§ **Entries from a point annotation set**
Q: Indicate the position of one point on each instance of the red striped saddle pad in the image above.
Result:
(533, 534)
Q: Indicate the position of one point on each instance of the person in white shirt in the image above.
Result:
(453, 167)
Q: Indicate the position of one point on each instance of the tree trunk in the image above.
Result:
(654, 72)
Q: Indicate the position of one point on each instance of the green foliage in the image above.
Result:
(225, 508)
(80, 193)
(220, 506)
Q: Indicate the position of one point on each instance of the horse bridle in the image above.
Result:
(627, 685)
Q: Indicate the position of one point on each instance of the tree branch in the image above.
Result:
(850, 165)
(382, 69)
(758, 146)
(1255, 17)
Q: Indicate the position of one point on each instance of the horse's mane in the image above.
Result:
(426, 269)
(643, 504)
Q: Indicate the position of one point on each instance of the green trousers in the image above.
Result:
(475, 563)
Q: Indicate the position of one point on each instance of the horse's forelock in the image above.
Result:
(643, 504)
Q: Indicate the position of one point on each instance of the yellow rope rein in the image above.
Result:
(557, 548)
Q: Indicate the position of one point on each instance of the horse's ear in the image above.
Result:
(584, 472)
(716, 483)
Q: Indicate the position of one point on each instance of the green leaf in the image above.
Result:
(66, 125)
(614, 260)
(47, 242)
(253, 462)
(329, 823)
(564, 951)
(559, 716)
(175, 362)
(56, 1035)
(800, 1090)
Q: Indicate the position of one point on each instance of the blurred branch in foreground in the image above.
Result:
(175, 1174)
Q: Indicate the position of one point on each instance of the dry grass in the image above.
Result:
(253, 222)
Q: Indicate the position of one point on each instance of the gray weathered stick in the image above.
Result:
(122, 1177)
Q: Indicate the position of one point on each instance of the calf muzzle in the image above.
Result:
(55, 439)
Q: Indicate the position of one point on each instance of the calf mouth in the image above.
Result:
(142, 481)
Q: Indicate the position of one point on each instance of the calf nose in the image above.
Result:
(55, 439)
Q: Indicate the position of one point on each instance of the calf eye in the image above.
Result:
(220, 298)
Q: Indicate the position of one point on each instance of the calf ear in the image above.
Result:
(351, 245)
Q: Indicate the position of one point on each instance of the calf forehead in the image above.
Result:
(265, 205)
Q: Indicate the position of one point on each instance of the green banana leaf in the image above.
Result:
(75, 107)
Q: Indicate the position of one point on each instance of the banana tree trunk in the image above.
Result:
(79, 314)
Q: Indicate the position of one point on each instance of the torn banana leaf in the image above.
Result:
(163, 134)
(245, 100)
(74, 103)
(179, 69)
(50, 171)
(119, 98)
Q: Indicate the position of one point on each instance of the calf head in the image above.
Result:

§ **TASK**
Transcribe all of the data above line for line, reproducing each one without any change.

§ **FULL ANSWER**
Q: Indicate the position of one point on each instance of the red striped saddle pad in the image above.
Result:
(533, 534)
Q: Indicate the position of one point on each instance of the person in white shirt in the image above.
Result:
(453, 167)
Q: Indicate the position of one point on each instance of the tree trunk in the image above.
Result:
(654, 72)
Q: Indicate the position of one point on each instance of the green foliage in the image above.
Result:
(225, 508)
(80, 193)
(220, 506)
Q: Indicate the position of one point on each instance of the horse bridle in the image above.
Result:
(627, 685)
Q: Indicate the position of one point on each instance of the tree branch in the image above.
Result:
(850, 165)
(382, 69)
(758, 146)
(1255, 17)
Q: Indicate the position of one point on each instance of the horse's mane in the image above.
Result:
(426, 269)
(643, 504)
Q: Indicate the position of one point on each instance of the green trousers in the image above.
Result:
(475, 563)
Q: Indicate the position of one point on each instance of the horse's forelock in the image above.
Result:
(643, 504)
Q: Indicate the position of one point on each instance of the yellow rope rein in the image above.
Result:
(557, 548)
Q: Indicate the position of one point on each instance of the horse's ear in the image above.
Result:
(584, 472)
(716, 483)
Q: Indicate the position of one point on each instance of the green leaf in the image above.
Result:
(66, 125)
(614, 260)
(47, 242)
(253, 462)
(329, 823)
(564, 951)
(559, 716)
(175, 362)
(56, 1035)
(800, 1090)
Q: Indicate the position of one point on each instance of the blurred branch in foreground in the image above.
Result:
(175, 1174)
Q: Indicate the position of one point on each instance of the dry grass in the image above.
Result:
(253, 222)
Q: Indicate the position of one point on each instance of the gray weathered stick in the image above.
Result:
(122, 1177)
Q: Indicate the position of one point on each instance of the calf muzzle in the image above.
Result:
(55, 439)
Q: Indicate the position of one point on each instance of the calf mouth in the image above.
Result:
(142, 481)
Q: Indicate the position of one point on each instance of the calf nose in the image above.
Result:
(55, 439)
Q: Indicate the position of one point on each instance of the calf eye in the image above.
Result:
(220, 298)
Q: Indicate the position of one point on each instance of the calf ear in the image above.
Result:
(351, 245)
Q: Indicate the position of one point on each instance of the calf forehead in the image above.
Result:
(265, 205)
Q: Indicate the position of one point on each instance of the green banana leaf in the image above.
Result:
(75, 107)
Q: Indicate the position of one point on each instance of the banana tree trunk in the image above.
Result:
(79, 314)
Q: Indicate the position of one point on each instance of the torn banana leaf in the image above.
Result:
(163, 134)
(245, 100)
(74, 103)
(179, 69)
(50, 171)
(119, 98)
Q: Indicate the position of one point on each instance of the calf head in the image above.
Result:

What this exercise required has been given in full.